* [任务内容]
列出下方条目中所有含有字符串“back”的行，区分大小写。
───── 所给数据 ─────
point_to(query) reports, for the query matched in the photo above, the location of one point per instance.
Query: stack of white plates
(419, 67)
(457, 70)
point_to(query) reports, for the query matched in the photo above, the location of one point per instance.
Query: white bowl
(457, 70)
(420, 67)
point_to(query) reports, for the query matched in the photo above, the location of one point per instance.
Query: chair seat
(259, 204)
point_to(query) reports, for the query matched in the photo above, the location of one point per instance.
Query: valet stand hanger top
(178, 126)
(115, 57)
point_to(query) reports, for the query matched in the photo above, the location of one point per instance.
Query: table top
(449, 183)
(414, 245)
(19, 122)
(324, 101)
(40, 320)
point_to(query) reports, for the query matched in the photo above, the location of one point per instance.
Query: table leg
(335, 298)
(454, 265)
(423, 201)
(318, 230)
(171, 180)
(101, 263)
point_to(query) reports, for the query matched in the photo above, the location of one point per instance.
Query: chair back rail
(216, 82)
─────
───── 所给数据 ─────
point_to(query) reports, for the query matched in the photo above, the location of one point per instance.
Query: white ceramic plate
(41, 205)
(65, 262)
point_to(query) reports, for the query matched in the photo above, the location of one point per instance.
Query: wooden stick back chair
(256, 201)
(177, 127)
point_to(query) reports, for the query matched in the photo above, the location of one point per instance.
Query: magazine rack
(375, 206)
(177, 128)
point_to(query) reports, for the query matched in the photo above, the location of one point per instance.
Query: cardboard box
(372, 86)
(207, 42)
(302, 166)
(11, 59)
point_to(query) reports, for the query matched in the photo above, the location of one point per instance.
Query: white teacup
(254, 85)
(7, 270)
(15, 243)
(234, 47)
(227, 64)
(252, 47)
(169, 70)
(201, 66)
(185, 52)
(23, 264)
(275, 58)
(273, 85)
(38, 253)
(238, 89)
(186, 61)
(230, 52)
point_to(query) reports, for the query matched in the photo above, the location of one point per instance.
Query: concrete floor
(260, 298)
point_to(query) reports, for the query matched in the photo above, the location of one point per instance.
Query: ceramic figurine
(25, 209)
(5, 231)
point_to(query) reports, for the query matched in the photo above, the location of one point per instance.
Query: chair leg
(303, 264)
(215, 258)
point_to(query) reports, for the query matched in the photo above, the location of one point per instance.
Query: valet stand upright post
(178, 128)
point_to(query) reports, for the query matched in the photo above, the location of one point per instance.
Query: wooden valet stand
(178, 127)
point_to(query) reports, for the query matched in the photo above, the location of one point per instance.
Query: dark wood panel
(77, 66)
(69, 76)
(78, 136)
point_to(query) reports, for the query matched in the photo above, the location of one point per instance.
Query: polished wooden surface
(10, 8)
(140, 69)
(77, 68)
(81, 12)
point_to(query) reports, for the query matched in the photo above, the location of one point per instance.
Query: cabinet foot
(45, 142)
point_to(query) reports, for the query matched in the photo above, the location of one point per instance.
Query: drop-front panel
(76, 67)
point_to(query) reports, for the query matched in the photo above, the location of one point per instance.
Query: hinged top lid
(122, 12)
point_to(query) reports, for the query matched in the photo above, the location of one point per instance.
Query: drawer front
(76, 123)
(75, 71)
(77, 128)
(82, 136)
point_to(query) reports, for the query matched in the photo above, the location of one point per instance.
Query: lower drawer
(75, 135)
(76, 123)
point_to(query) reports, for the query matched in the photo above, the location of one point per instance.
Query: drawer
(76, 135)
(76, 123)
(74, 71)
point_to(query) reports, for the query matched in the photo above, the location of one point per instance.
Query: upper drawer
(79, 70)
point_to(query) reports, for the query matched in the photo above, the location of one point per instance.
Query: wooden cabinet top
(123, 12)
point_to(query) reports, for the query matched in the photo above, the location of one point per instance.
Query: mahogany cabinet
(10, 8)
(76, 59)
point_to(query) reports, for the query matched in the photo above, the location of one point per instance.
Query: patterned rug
─────
* [任务答案]
Query: chair back rail
Query: wooden stick back chair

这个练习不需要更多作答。